YOUR TASK
In the case studies text below, what crime was the engineer charged with after his false façade report?

TEXT SHOWN
◇ ◇ ◇ ◇

Signature:                                                                                                                                                                                                                                                                                                                                                                  Date:


Case Studies on the Importance of Academic Integrity and Personal Conduct

 

Case studies provide effective illustrations of why professional integrity is so important.  Two brief case studies are provided below as an illustration of the potential consequences of failing to conduct yourself in a professional and ethical manner.  The first case study is a professional example of how in engineering practice the potential implications and consequences can be much more severe than what students are typically accustomed to experiencing.  The second cased study is an academic example illustrating how unethical conduct can take a student much further than you want to go and cost you much more than you want to pay.  In both case studies, these are real situations with the academic case being a composite of several cases.  The names of those involved have been excluded to protect their privacy.

 

Professional Case Study –The Building Inspector

 

Students need to understand that at Purdue if they make a mistake, their privacy is largely protected by the University due to Federal Privacy Laws.  However, in engineering practice, they have no such protections.  A violation could result in termination from their job, criminal charges, and even public humiliation from the press.  Consider the case of an engineer from Jackson, New Jersey.  He was a professionally licensed engineer in the State of New York working for the Department of Buildings (DOB).  Sadly on May 17, 2015 in Manhattan, terracotta (clay bricks) from a building’s façade (the face of the building) fell 8 stories striking a grandmother, and her 2 year-old granddaughter, who were sitting on a bench on the sidewalk below.  The grandmother suffered significant injuries but recovered.  Unfortunately, her granddaughter suffered a traumatic brain injury (TBI) which resulted in her death the following day. An investigation by the Department of Investigations (DOI) revealed that the engineer had filed a report in 2011 stating that the façade was “safe.”  After deeper examination the DOI determined that the engineer had never actually visited the building in question nor had he ever reviewed any of the building’s maintenance records.  He had falsely filed the report to essentially save time and cut corners.  The engineer was subsequently charged with “Offering a False Instrument for Filing in the First Degree”, a class E felony punishable by up to four years in prison.  Ironically, the DOI uncovered numerous failures in the protocols established to ensure the facades were properly inspected and safe.  Sadly these numerous failures resulted in the death of a toddler.

◇ ◇ ◇ ◇

RECORD EXTRACTS
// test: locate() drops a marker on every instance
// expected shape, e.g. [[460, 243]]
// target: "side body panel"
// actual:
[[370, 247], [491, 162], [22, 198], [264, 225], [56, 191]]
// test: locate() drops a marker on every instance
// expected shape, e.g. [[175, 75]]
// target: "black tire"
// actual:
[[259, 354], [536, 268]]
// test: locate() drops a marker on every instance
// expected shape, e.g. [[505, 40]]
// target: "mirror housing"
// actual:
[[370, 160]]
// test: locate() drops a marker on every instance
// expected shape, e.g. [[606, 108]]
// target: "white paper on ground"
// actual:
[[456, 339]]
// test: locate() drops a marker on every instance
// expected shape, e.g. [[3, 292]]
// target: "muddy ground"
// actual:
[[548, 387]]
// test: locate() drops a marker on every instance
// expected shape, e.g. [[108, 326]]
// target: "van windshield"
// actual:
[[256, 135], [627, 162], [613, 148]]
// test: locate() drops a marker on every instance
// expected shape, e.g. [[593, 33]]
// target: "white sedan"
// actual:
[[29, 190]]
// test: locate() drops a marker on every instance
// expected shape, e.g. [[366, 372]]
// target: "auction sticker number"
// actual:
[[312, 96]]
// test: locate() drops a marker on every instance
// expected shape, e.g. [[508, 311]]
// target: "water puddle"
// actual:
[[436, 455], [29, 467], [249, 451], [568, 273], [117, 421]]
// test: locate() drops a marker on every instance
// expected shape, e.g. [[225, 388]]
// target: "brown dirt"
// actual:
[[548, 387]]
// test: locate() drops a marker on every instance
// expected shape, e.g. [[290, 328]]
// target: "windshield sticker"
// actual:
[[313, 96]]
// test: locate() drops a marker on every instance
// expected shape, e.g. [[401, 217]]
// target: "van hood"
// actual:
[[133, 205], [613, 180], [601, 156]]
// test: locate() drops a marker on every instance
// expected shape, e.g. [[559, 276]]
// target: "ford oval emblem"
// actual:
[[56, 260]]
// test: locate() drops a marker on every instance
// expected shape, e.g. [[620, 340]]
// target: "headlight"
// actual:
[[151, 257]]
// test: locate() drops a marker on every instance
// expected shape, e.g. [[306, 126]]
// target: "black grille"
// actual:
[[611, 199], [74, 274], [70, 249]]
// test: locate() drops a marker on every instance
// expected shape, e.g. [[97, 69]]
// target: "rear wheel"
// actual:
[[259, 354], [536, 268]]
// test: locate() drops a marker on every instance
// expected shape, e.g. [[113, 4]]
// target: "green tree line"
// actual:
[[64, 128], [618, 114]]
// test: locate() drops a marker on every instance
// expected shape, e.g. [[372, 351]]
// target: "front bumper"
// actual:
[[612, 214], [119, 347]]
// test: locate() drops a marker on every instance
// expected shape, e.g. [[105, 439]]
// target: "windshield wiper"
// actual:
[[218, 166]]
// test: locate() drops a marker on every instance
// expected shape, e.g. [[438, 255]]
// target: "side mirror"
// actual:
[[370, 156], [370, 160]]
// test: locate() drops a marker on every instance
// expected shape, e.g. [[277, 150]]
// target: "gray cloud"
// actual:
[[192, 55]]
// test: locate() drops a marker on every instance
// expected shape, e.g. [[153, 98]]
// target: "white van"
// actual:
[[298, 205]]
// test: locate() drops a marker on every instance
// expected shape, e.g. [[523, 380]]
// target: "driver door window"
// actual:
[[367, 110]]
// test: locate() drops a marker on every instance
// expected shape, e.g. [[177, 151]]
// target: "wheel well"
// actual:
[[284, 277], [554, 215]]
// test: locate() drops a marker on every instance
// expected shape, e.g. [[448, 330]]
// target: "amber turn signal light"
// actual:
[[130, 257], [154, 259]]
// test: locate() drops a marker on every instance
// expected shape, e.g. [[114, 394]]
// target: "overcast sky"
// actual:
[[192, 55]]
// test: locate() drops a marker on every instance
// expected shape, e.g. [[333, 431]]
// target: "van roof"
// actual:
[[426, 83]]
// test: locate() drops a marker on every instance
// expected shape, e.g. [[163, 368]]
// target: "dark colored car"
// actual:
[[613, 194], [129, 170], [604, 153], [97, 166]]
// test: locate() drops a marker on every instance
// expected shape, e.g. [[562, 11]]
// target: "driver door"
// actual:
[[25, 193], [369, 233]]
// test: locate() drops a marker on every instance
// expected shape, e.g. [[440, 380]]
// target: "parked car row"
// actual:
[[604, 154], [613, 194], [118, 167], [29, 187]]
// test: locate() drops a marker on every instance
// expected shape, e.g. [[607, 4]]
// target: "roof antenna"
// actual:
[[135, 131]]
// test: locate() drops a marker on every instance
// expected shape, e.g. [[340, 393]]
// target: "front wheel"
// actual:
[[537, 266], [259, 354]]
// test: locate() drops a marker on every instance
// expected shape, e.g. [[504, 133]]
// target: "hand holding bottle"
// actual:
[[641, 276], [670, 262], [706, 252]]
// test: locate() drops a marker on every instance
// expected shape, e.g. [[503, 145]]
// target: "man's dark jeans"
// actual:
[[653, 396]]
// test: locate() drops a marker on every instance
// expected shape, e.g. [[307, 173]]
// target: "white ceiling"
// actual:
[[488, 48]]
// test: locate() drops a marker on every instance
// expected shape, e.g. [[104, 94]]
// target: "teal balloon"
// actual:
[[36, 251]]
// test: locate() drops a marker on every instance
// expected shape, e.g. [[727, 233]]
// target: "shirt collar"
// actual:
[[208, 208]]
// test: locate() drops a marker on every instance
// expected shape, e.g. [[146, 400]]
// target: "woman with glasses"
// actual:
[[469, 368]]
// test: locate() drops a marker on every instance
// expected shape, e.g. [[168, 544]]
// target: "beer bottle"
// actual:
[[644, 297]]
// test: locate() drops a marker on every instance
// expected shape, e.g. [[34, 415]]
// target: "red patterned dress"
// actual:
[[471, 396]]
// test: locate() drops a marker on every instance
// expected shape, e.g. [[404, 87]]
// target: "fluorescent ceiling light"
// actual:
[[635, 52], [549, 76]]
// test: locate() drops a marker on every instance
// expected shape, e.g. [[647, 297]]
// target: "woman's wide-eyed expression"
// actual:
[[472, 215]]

◇ ◇ ◇ ◇

SOLUTION TO THE EXERCISE
He was charged with "Offering a False Instrument for Filing in the First Degree," a class E felony punishable by up to four years in prison.